═══ Study material

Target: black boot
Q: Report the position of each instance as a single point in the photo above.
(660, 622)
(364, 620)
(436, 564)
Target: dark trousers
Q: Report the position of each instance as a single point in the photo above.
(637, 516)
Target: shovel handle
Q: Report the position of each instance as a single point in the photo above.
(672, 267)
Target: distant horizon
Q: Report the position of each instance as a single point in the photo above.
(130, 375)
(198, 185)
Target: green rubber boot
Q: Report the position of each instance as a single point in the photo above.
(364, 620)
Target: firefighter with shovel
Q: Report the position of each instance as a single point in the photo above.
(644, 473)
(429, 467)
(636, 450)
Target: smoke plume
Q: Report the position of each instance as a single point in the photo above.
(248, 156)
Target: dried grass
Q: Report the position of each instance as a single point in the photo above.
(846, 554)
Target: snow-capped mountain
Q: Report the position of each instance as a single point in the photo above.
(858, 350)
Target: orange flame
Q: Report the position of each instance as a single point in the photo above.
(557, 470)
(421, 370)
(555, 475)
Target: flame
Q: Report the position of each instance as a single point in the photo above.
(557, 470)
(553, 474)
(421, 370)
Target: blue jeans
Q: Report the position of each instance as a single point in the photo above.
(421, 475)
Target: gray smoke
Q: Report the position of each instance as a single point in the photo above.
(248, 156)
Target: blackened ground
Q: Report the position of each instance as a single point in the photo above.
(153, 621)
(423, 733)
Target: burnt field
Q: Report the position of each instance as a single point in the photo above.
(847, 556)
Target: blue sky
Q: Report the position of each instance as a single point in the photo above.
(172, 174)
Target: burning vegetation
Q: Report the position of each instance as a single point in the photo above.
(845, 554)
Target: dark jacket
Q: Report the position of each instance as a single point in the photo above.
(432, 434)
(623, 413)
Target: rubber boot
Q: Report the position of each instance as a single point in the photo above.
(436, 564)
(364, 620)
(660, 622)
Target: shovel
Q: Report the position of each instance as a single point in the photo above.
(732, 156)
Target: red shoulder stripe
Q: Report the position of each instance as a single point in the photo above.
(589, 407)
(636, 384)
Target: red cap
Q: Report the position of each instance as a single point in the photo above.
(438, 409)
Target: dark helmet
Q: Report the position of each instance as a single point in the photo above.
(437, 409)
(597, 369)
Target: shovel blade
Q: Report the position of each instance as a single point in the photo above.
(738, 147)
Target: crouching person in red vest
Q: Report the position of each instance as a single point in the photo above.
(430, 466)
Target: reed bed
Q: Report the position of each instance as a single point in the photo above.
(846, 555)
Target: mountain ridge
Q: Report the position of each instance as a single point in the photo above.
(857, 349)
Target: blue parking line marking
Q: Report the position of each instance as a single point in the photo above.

══════

# What to work on:
Search the entries for "dark" and show every line that has it.

# Response to this task:
Target: dark trousers
Target: dark jacket
Target: dark helmet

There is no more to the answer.